- What is needed -
Edit the material from its beginning through the line that contains "[371,0,400,49]" by replacing "yellow window frame" with "window frame", and leave everything else unchanged. Give only that edited stretch.

- Materials provided -
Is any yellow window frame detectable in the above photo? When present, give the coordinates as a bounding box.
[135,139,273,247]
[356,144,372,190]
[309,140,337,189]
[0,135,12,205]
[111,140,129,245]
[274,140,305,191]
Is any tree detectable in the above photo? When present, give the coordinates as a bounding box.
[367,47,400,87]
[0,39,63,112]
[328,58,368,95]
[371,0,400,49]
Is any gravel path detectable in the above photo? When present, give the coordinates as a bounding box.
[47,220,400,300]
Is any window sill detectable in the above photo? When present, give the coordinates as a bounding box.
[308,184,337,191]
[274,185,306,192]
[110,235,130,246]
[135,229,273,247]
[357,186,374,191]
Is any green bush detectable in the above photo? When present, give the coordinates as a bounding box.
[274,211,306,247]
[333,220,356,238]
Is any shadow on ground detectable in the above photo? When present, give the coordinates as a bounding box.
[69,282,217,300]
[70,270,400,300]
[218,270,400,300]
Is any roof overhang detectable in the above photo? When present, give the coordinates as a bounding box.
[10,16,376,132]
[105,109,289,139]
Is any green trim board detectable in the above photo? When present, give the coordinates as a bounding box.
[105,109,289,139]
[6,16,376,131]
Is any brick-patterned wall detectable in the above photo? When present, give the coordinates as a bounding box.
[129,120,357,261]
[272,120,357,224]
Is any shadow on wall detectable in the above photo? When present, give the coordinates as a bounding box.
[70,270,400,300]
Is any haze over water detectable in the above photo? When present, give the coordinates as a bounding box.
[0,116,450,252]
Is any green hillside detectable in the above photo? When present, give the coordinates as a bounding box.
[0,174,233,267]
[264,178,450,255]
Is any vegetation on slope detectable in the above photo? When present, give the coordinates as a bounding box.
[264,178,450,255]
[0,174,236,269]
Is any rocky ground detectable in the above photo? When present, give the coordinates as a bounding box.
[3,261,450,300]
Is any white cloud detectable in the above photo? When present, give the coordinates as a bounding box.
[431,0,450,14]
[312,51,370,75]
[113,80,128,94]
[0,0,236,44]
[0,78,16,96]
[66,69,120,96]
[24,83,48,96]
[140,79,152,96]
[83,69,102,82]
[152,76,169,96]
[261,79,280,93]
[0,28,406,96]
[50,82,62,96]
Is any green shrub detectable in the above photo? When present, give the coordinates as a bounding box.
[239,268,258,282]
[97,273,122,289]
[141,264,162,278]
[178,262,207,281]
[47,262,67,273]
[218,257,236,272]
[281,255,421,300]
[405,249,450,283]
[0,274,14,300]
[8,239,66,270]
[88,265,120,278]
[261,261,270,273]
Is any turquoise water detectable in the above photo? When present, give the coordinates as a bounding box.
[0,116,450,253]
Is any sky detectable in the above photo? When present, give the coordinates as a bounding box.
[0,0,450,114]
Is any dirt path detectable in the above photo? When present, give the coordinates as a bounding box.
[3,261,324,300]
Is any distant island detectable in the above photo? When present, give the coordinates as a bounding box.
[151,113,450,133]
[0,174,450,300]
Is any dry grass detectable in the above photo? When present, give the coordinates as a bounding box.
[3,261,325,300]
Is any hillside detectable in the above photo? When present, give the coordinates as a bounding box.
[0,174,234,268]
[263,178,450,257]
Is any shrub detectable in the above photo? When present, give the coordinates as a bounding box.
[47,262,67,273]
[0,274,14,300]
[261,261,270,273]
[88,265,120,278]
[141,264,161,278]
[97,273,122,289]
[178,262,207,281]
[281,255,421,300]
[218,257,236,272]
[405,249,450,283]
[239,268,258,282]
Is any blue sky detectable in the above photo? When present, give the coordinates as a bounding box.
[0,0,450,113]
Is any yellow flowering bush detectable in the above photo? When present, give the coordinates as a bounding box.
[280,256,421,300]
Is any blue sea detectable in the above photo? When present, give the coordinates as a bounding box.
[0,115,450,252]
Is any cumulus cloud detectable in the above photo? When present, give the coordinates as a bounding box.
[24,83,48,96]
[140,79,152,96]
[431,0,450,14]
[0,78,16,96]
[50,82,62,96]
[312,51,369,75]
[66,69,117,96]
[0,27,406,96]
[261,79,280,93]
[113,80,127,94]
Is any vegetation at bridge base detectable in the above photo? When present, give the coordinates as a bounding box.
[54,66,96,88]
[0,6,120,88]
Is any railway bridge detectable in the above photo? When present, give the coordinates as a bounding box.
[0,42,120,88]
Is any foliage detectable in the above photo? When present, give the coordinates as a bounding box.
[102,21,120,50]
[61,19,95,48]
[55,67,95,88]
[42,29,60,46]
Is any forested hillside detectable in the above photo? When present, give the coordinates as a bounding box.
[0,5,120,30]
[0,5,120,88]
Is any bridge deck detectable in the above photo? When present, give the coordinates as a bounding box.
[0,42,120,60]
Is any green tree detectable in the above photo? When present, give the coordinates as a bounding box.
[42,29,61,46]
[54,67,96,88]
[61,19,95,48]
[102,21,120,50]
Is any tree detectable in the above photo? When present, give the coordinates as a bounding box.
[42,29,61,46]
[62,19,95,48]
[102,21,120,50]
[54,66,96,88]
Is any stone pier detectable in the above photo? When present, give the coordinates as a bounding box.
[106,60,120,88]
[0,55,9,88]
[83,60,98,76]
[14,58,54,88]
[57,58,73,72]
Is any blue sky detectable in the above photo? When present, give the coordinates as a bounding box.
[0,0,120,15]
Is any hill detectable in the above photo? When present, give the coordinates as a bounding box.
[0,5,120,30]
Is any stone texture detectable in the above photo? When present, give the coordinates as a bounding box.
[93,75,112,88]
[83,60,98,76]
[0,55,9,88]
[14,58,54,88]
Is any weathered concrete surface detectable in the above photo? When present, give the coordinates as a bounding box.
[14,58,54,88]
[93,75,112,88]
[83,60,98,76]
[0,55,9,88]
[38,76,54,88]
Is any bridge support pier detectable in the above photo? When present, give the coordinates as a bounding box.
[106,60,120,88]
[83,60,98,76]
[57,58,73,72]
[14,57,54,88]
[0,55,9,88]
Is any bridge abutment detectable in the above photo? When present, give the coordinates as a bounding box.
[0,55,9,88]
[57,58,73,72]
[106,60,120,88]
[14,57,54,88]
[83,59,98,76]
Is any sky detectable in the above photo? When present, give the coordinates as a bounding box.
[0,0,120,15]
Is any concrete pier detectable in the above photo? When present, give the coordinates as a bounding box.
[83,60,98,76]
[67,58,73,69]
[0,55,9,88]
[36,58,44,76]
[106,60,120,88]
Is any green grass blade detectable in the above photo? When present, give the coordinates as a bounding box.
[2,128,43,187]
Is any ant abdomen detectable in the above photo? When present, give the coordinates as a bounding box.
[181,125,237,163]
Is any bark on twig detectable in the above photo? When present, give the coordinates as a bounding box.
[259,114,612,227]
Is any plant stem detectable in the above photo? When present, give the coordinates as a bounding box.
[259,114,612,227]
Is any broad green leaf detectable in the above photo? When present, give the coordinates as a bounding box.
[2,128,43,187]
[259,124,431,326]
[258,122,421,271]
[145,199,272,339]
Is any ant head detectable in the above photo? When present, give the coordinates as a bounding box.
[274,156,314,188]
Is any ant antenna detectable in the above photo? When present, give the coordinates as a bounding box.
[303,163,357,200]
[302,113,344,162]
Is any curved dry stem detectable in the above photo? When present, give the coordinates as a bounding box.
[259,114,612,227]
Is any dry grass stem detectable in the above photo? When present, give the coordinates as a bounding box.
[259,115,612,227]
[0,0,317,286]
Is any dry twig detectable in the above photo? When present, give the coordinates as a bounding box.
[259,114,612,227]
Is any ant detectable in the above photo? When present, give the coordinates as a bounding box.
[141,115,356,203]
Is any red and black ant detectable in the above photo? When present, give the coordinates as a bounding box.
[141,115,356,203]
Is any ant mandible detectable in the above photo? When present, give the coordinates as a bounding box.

- Response for this exercise -
Is any window frame detectable in the above photo? When present, give the coordinates as a bounding box.
[135,139,273,247]
[356,144,372,190]
[309,140,337,189]
[0,135,12,205]
[111,140,129,245]
[274,140,305,191]
Is any tree detectable in the above photo? When present, give the coordinates as a bounding box.
[367,47,400,87]
[0,39,63,112]
[328,58,368,95]
[371,0,400,49]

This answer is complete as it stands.